Copy all of the records below word for word, leaving out the pictures.

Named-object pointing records
-- start --
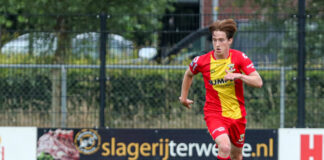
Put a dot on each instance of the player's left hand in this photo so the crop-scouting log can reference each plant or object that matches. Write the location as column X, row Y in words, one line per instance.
column 232, row 76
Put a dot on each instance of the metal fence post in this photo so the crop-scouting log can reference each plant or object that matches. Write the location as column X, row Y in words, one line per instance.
column 102, row 79
column 63, row 97
column 282, row 97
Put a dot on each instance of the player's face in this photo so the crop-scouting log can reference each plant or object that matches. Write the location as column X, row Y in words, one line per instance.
column 221, row 44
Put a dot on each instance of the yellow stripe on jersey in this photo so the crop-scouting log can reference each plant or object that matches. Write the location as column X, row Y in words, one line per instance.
column 225, row 89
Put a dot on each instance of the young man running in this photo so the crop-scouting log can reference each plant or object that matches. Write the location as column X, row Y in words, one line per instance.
column 222, row 70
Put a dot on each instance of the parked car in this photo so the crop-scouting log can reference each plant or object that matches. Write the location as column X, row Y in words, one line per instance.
column 42, row 43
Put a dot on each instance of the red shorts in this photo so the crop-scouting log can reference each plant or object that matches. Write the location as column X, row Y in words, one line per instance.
column 234, row 128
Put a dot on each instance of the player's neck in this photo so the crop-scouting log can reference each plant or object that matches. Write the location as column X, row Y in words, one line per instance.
column 221, row 55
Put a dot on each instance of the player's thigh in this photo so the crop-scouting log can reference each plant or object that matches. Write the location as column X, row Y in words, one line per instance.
column 236, row 152
column 223, row 140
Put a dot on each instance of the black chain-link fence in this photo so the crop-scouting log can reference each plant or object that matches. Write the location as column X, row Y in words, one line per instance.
column 49, row 73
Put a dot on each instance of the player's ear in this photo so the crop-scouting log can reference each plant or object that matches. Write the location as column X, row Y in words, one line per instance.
column 230, row 41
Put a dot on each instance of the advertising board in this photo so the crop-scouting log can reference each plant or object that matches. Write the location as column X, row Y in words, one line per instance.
column 133, row 144
column 301, row 144
column 18, row 143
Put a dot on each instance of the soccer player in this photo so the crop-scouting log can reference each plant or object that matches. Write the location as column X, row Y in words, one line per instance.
column 224, row 71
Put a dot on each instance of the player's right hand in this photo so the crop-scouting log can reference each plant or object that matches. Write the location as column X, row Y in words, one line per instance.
column 186, row 102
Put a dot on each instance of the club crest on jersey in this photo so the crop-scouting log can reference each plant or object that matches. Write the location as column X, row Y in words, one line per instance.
column 231, row 67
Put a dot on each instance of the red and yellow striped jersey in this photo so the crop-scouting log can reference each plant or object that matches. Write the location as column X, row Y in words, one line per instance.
column 223, row 97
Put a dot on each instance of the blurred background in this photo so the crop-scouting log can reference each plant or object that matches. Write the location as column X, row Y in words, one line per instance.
column 120, row 64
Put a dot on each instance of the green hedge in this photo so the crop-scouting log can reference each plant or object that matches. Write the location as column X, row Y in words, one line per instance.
column 150, row 94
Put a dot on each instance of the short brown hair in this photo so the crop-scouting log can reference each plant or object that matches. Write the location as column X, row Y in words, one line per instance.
column 226, row 25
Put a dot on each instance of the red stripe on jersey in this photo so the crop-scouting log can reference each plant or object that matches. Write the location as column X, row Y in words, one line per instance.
column 226, row 97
-- end --
**THE SOLUTION:**
Put a dot on each instance of the player's left hand in this photo so the crop-scouting log can reference each plant or object that matches. Write the location as column X, row Y in words, one line per instance.
column 232, row 76
Put a dot on each instance of the metal fence post in this photo so the crop-scouting log can reference each plant or object that matches. Write the location as column X, row Y in words, one line per instance.
column 102, row 79
column 63, row 97
column 282, row 97
Put a dot on each instance of the player's face in this photo so the crop-scouting log can reference each plant or object that matches. Write the location as column X, row Y in words, one line per instance.
column 221, row 44
Put a dot on each instance of the yellow stripe on jersey in this photo so the crop-scouting log can reference each plant or object that matches. Write the location as column X, row Y in words, one line per instance.
column 225, row 89
Put a dot on each instance of the young man running in this photo so the crop-scouting log can reference each plant or object that matches. Write the location as column X, row Y in words, one line per instance.
column 222, row 70
Put a dot on each instance of the parked car in this photo so the crop-scouting log can reference each plant or object that matches. Write the location as column X, row Y in words, one line per instance.
column 42, row 43
Put a dot on each instance of the red shorts in this photo so the crop-scouting log can reference each plant or object that matches. Write the location as column X, row Y in words, one line per instance.
column 234, row 128
Put a dot on each instance of the player's neck in this photo so the crop-scouting log can reference each plant or object that matches. Write the location as column X, row Y in words, one line per instance.
column 221, row 55
Put a dot on each instance of the player's thigh in this photo so the crop-scouting log can reference each plant or object that matches. Write the location as column X, row Y in words, one line per instance.
column 236, row 152
column 223, row 140
Put a dot on each instance of the black chain-link fence in this photo so the crop-scouting log can reference each plant or object that matches. Write the location as column X, row Y in words, one line per instance.
column 49, row 73
Put a dot on each instance of the player's ear in this photo so the crop-scouting log can reference each plant or object that matches. Write the location as column X, row Y in words, one line per instance.
column 230, row 41
Put a dot on each instance of the advertising board in this photo so the crop-scouting log can reference each plant or object that matches. Write the location as column X, row Y in words, one line per instance.
column 133, row 144
column 301, row 144
column 18, row 143
Put a dot on each instance of the soccer player in this photo so the crop-scouting log can reference each plant or object that matches. Write the location as column X, row Y in words, one line per instance.
column 224, row 71
Put a dot on each instance of the player's right hand in this photo so the crop-scouting log can reference each plant or object that matches. Write the location as column X, row Y in words, one line per instance.
column 186, row 102
Put a dot on each instance of the club crest on jersey in this photo so the crop-scouting log can reference each plant or object that matches. Write the location as column X, row Y in words, one line per instance.
column 231, row 67
Put a dot on each instance of the red and yellow striped jersey in this photo so the crop-scouting log can reference each plant or object that matches. Write the location as column X, row Y in words, one line per instance.
column 223, row 97
Put a dot on each instance of the blurred background in this photo so the crop-scouting log can reference each plant or object that matches. Write the location as column X, row Y in words, one line per instance.
column 120, row 64
Put a dot on each instance of the green hedge in this photo so the crop-scouting log can reference each plant or object that matches. Write the location as column X, row Y in words, one line per instance.
column 150, row 94
Put a dot on each instance of the short brown hair in this photo so the crop-scouting log can reference each plant or object that matches. Write the location as column X, row Y in words, one line per instance.
column 226, row 25
Put a dot on each instance of the red stripe on jersey in this photo so the crop-scouting log can reference each plant or object that matches. Write the location as column X, row Y in words, one line per instance.
column 226, row 97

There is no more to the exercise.